== Instrucciones ==
**A.** Traduce al inglés esta oración del texto proporcionado: "Estos cuatro estados de la moral, dispersión de valores, confusión de sujetos, sustitución de normas y retirada de fundamentos, obligan a reflexionar muy a fondo."
**B.** Según el texto proporcionado, ¿cuál es el desafío cuando la dispersión se entiende como pluralismo moral? Responde, por favor, en una sola oración.
**C.** Transcribe del texto proporcionado el fragmento que empieza con "-    Porque la confusión" y sigue hasta "las curiosi­dades infinitas.".

== Texto proporcionado ==

Estos cuatro estados de la moral, dispersión de valores, confusión de sujetos, sustitución de normas y retirada de fundamentos, obligan a re­flexionar muy a fondo.
-    Porque la dispersión puede querer decir escepticismo, pero también pluralismo moral, y entonces el desafío es cómo construir el "relato común" sin negar las diferencias.
-    Porque la confusión puede querer decir ética indolora, reduciendo el sujeto moral a la búsqueda natural de la felicidad, pero también éti­ca del cuidado, incorporando a la personalidad moral el deseo, y en­tonces el desafío es cómo construir el "sujeto histórico" sin negar los cuerpos y los pequeños espacios de la vida cotidiana.
-    Porque la sustitución puede querer decir ley de la selva, pero también una necesidad de completar la fundamentación autónoma de la mo­ral con una reflexión sobre las instituciones, incorporando la solidari­dad, y entonces el desafío es cómo realizar la "utopía social", sin ne­gar ni excluir a nadie de los bienes sociales.
-    Porque la retirada puede indicar autismo, pero también nuevas for­mas de creación y comunicación, y entonces el desafío es cómo en­contrar "la palabra confiable" sin negar las emociones y las curiosi­dades infinitas.

== Filas ==
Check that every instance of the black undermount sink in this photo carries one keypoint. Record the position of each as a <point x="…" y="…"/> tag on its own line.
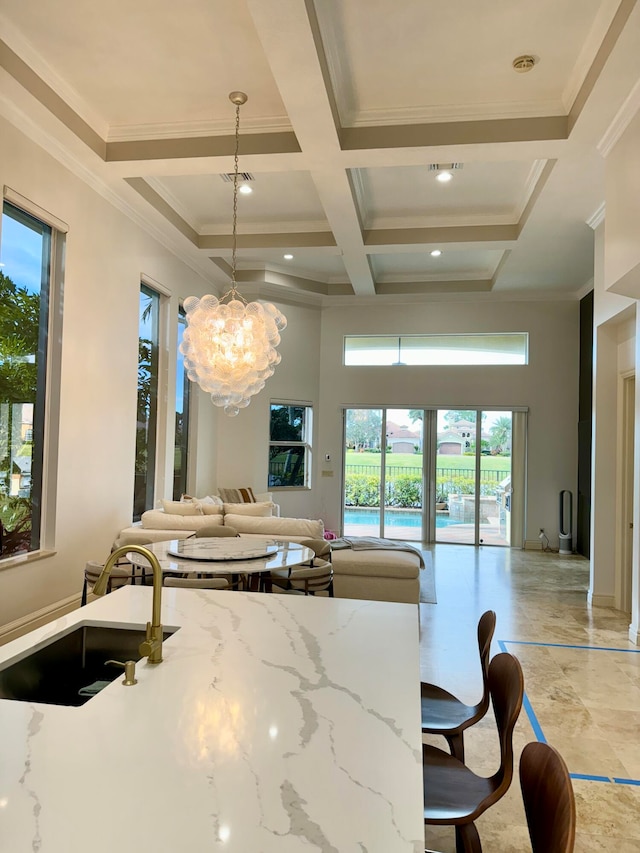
<point x="56" y="672"/>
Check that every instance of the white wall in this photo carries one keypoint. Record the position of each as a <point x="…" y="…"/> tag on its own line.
<point x="548" y="385"/>
<point x="106" y="255"/>
<point x="622" y="188"/>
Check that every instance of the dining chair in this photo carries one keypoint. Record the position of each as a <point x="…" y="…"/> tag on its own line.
<point x="196" y="583"/>
<point x="314" y="575"/>
<point x="549" y="802"/>
<point x="122" y="573"/>
<point x="453" y="794"/>
<point x="443" y="713"/>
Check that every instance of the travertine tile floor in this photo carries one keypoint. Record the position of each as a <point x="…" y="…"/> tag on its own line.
<point x="582" y="679"/>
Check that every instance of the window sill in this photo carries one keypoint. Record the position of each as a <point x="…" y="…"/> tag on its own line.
<point x="22" y="559"/>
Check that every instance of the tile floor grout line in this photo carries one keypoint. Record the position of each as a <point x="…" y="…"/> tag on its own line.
<point x="570" y="646"/>
<point x="535" y="723"/>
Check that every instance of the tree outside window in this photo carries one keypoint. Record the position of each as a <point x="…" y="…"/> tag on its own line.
<point x="147" y="409"/>
<point x="24" y="317"/>
<point x="289" y="445"/>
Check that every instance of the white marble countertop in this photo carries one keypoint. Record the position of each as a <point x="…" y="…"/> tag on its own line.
<point x="275" y="723"/>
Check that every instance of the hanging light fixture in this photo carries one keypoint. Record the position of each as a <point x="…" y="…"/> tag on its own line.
<point x="229" y="345"/>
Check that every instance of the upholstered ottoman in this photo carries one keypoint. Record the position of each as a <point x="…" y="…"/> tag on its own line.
<point x="377" y="574"/>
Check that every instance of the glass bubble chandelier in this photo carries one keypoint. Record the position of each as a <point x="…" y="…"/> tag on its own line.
<point x="229" y="344"/>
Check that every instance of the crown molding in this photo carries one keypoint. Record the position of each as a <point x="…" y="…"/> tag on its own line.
<point x="17" y="43"/>
<point x="621" y="122"/>
<point x="52" y="146"/>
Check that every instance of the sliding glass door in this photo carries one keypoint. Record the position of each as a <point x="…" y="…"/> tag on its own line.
<point x="383" y="473"/>
<point x="424" y="475"/>
<point x="403" y="480"/>
<point x="473" y="477"/>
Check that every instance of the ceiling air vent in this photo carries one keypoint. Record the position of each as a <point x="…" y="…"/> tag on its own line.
<point x="227" y="177"/>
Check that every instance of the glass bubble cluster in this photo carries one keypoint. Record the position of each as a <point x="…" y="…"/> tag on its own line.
<point x="229" y="348"/>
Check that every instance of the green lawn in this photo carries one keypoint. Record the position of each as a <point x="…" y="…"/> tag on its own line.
<point x="414" y="460"/>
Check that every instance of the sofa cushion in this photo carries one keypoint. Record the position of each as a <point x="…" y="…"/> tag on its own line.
<point x="264" y="509"/>
<point x="308" y="527"/>
<point x="156" y="519"/>
<point x="237" y="495"/>
<point x="181" y="507"/>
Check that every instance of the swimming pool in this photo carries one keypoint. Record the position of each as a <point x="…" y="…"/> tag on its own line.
<point x="392" y="518"/>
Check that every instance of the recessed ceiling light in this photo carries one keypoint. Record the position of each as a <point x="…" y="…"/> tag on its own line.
<point x="524" y="63"/>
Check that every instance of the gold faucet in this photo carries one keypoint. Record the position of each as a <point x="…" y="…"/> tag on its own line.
<point x="151" y="647"/>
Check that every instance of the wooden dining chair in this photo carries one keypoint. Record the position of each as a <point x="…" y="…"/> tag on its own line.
<point x="443" y="713"/>
<point x="453" y="794"/>
<point x="315" y="575"/>
<point x="196" y="583"/>
<point x="549" y="802"/>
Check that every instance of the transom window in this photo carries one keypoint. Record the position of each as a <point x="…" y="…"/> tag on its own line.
<point x="451" y="349"/>
<point x="290" y="445"/>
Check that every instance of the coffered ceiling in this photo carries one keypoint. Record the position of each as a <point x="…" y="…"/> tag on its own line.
<point x="353" y="104"/>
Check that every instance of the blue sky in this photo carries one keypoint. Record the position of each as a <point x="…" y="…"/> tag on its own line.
<point x="21" y="254"/>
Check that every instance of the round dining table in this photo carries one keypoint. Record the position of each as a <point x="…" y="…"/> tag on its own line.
<point x="204" y="555"/>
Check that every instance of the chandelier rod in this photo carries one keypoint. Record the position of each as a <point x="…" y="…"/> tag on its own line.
<point x="237" y="98"/>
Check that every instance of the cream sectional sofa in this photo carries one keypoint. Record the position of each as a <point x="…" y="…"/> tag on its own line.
<point x="375" y="575"/>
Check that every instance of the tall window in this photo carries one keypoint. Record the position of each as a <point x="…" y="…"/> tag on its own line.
<point x="290" y="445"/>
<point x="24" y="322"/>
<point x="147" y="416"/>
<point x="182" y="417"/>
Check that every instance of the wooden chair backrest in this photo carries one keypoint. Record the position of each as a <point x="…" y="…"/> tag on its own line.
<point x="486" y="629"/>
<point x="506" y="685"/>
<point x="548" y="799"/>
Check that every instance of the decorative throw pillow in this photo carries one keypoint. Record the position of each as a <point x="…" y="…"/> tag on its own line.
<point x="263" y="509"/>
<point x="181" y="508"/>
<point x="237" y="496"/>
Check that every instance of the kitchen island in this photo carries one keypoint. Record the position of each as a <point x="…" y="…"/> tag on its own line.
<point x="275" y="723"/>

== Respuestas por tarea ==
**A.** These four states of morality, the dispersion of values, the confusion of subjects, the substitution of norms and the withdrawal of foundations, make it necessary to reflect very deeply.

**B.** El desafío es cómo construir el "relato común" sin negar las diferencias.

**C.**
-    Porque la confusión puede querer decir ética indolora, reduciendo el sujeto moral a la búsqueda natural de la felicidad, pero también éti­ca del cuidado, incorporando a la personalidad moral el deseo, y en­tonces el desafío es cómo construir el "sujeto histórico" sin negar los cuerpos y los pequeños espacios de la vida cotidiana.
-    Porque la sustitución puede querer decir ley de la selva, pero también una necesidad de completar la fundamentación autónoma de la mo­ral con una reflexión sobre las instituciones, incorporando la solidari­dad, y entonces el desafío es cómo realizar la "utopía social", sin ne­gar ni excluir a nadie de los bienes sociales.
-    Porque la retirada puede indicar autismo, pero también nuevas for­mas de creación y comunicación, y entonces el desafío es cómo en­contrar "la palabra confiable" sin negar las emociones y las curiosi­dades infinitas.